Task prompt: Count the lines in the material below that contain the string "white", matching case exactly. Reply with the number alone.
---- Stored records
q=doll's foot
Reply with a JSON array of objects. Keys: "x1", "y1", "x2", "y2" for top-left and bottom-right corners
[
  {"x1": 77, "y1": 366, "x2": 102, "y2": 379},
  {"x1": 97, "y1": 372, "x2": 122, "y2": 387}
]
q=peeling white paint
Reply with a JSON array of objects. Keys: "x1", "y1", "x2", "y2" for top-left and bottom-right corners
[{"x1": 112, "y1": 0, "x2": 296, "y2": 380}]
--------
---- Stored records
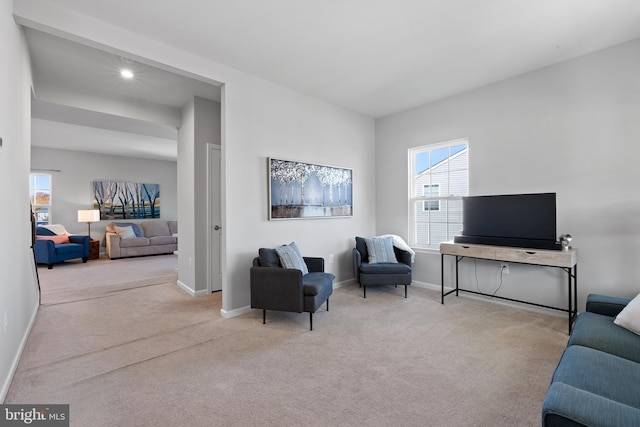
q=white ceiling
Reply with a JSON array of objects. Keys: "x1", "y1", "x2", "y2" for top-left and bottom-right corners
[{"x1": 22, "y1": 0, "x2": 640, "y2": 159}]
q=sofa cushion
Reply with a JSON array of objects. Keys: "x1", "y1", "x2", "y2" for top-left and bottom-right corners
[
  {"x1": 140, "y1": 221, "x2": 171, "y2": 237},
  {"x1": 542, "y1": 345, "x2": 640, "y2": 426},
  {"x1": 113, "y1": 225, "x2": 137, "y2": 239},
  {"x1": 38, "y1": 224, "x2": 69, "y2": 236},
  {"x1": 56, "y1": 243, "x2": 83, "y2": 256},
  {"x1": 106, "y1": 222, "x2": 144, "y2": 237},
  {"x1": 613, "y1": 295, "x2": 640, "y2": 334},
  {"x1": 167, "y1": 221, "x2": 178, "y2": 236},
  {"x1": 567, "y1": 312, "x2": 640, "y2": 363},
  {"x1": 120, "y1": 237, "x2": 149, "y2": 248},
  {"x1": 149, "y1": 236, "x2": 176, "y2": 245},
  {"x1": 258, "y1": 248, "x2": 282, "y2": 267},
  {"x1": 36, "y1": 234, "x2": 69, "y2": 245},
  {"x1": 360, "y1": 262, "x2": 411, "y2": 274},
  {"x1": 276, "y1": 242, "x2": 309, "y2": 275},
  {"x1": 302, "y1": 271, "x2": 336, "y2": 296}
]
--------
Result for this exercise: 2